Exercise
Could you output all of the data below as a numbered list, leaving out any blank lines?

Material for the task
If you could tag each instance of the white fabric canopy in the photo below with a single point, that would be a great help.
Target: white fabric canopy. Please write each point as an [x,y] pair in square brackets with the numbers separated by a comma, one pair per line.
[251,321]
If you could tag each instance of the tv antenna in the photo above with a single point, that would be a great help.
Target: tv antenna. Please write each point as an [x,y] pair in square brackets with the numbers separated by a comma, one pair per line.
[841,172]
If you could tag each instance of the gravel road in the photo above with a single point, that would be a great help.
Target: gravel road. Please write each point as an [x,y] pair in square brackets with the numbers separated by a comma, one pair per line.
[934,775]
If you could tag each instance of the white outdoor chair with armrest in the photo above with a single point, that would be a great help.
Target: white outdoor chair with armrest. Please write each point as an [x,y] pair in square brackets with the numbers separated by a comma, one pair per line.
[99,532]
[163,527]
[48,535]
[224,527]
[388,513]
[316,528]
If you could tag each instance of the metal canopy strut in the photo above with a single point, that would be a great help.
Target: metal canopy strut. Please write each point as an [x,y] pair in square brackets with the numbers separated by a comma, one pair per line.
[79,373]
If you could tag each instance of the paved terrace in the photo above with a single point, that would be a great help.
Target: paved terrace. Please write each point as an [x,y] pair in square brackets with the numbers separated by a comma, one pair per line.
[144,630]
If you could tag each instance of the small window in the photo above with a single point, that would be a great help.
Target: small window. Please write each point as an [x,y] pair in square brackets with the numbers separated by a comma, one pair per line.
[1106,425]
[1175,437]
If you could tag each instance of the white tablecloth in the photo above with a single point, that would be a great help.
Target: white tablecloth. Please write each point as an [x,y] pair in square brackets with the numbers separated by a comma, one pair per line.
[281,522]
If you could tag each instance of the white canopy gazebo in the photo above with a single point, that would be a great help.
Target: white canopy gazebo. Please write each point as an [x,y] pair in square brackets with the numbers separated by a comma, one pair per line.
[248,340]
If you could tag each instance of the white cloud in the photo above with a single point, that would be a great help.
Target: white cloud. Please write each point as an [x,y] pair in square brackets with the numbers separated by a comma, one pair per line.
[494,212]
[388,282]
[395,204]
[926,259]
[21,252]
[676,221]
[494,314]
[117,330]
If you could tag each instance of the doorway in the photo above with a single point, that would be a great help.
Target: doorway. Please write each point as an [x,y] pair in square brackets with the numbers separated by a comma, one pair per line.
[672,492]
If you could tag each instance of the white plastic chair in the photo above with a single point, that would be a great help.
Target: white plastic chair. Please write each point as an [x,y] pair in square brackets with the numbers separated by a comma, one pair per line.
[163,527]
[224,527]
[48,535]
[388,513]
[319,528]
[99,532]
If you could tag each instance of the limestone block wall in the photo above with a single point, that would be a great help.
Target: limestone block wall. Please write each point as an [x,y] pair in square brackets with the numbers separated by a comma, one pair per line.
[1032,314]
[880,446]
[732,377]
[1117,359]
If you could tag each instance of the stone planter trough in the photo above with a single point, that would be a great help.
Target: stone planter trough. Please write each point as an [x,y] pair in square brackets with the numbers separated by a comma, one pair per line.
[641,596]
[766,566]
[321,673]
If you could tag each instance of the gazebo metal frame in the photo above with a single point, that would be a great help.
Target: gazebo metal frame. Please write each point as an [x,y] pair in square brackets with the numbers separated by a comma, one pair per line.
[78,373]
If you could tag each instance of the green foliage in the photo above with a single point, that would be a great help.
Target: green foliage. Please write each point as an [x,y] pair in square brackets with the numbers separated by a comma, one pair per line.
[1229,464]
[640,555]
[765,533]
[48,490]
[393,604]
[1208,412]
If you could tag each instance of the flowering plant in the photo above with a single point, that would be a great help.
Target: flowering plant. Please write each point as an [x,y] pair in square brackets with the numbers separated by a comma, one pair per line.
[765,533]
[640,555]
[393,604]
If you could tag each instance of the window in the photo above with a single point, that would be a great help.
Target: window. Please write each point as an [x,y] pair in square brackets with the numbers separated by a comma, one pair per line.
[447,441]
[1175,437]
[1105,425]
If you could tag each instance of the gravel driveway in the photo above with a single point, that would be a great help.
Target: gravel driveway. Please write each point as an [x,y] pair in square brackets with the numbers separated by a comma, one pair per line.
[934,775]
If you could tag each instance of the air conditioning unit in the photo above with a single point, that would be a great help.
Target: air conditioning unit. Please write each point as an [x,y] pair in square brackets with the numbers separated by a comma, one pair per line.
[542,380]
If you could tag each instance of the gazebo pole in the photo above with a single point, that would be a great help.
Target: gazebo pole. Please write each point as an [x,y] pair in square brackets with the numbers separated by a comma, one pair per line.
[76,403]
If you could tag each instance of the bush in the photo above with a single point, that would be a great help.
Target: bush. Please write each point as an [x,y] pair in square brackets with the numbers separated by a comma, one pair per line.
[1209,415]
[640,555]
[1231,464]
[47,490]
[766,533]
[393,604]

Answer for this exercise
1. If you could tag each instance of the white fabric canopy in the photo below with a single point, that would be a great help.
2. Target: white fabric canopy. Please write each point as an [x,y] pair in square brackets with the numbers separated by a comma, one pair per line.
3. [251,321]
4. If you could tag each instance of the tv antenna in the photo above with a single point, that would be a great help.
5. Target: tv antenna. Please write each point as an [x,y] pair in square brackets with the numbers separated by a comma, one pair per line.
6. [841,172]
7. If you could tag each instance of the gravel road in the photo above with a single point, that would be a great help.
8. Target: gravel road. Please write each point as an [x,y] pair in square brackets with the numbers separated by a comma, one pair per line.
9. [934,775]
10. If you could tag each instance of the white outdoor chair with armrest in the photo above with a single point, that would be a great help.
11. Target: white outdoor chair with armrest. Please write each point as an [x,y] pair in square brackets with the numbers separated by a comma, one pair per line.
12. [99,532]
13. [163,527]
14. [48,535]
15. [224,527]
16. [388,513]
17. [316,528]
18. If you could tag each instance of the metal canopy strut in the photo above with a single point, that would be a great help.
19. Target: metal canopy strut. Please write each point as an [x,y] pair in square brackets with the numbers separated by a comma, one pair per line.
20. [79,373]
21. If you could tag each instance of the paved terrace in the photo above with a single point, that would be a great help.
22. Target: paved terrace. Please write each point as an [x,y] pair in square brackets with the numbers separated by a comma, one pair per line.
23. [144,630]
24. If you could tag each instance of the small window in the photo above with a single point, that would be a great help.
25. Target: small window. Please write each point as an [x,y] pair in square brackets with the numbers separated by a comma, one pair per line.
26. [1106,425]
27. [1175,437]
28. If you could tag each instance of the white tablecloth in the photo above with a single point, that would be a great help.
29. Target: white tablecloth. Please write each point as an [x,y] pair in square brackets with the numbers separated by a comma, one pair per line.
30. [281,522]
31. If you could tag each instance of the white canopy gazebo in the photo above with a single point, that would be a great help.
32. Target: white canopy gazebo. Please write each point as an [x,y] pair in square brackets with the numbers separated by a comma, one pair per line.
33. [248,340]
34. If you could tag each instance of the white cloud in the photo above with a single point, that would be a great help.
35. Target: white cloud. Please write each point as an [x,y] pair in square brackets with the numbers separated by a comma, one pair per line.
36. [494,212]
37. [388,282]
38. [395,204]
39. [926,259]
40. [21,252]
41. [676,221]
42. [494,314]
43. [117,330]
44. If you could tag each instance of the doorway in the photo above with a single point, that would be a great help.
45. Target: doorway. Please write each point as an [x,y] pair in square brackets with the numbers separated by a comma, one pair per line.
46. [672,492]
47. If you could tag each instance of the white plastic chair in the photo above with a single point, that would be a great help.
48. Target: white plastic chair. Please write each point as an [x,y] pair in square brackets with the numbers separated by a comma, one pair per line.
49. [163,527]
50. [224,527]
51. [48,535]
52. [388,513]
53. [319,528]
54. [99,532]
55. If you could tag each instance of the limestone block wall in the photo above with a single point, that would be a great help.
56. Target: limestone block wall. Please write each point as an [x,y] pair in square brackets with the numbers separated by a comma, one pair per line.
57. [1032,314]
58. [880,446]
59. [732,377]
60. [1117,359]
61. If you could tag each instance of the stone planter trough in the photo above with a single point, that would be a great help.
62. Target: stone planter trough. Please write each point as an [x,y] pair in square brackets with the numbers separated by a comma, one pair per line.
63. [641,596]
64. [766,566]
65. [321,673]
66. If you could tag each instance of the gazebo metal frame in the photo above with a single point, that would be a great help.
67. Target: gazebo metal frame. Please write each point as an [x,y] pair in square brackets with the numbers separated by a comma, one pair per line.
68. [78,373]
69. If you could tag each instance of the green foliage in the photo above with a single point, that would be a great help.
70. Target: green foliage. Please write each point as an [x,y] pair in square brackets with the numbers separated by a comma, one pair per line.
71. [1229,464]
72. [640,555]
73. [765,533]
74. [48,490]
75. [393,604]
76. [1208,412]
77. If you could tag each instance of the flowering plant in the photo above with a single point, that would be a great help.
78. Target: flowering plant. Please write each point as an [x,y] pair in square brackets with the numbers separated by a comma, one pair per line.
79. [765,533]
80. [640,555]
81. [393,604]
82. If you could tag each instance of the window in the photo above with a single point, that would be a great help.
83. Target: window. Please write each point as an [x,y] pair in square brackets with the numbers separated by a comma, one pair per line.
84. [447,441]
85. [1175,437]
86. [1105,425]
87. If you could tag each instance of the gravel driveway in the photo above with a single point, that would be a great help.
88. Target: gravel driveway. Please write each point as an [x,y] pair in square brackets with the numbers separated by a comma, one pair per line.
89. [934,775]
90. If you could tag each instance of the air conditioning unit in the photo above with a single point, that would be a great help.
91. Target: air conditioning unit. Please write each point as an [x,y] pair in square brackets with the numbers separated by a comma, one pair per line.
92. [542,380]
93. If you could tag each instance of the gazebo pole in the photo above with a single point, that would be a great help.
94. Target: gazebo pole. Please write each point as an [x,y] pair in square brackets with the numbers separated by a comma, one pair per line.
95. [76,403]
96. If you could tag each instance of the bush in the photo above with a single point, that would be a great help.
97. Target: bush. Please write each point as an [x,y] pair in square brackets with the numbers separated by a comma, one pair per line.
98. [1209,415]
99. [640,555]
100. [1231,464]
101. [47,490]
102. [766,533]
103. [393,604]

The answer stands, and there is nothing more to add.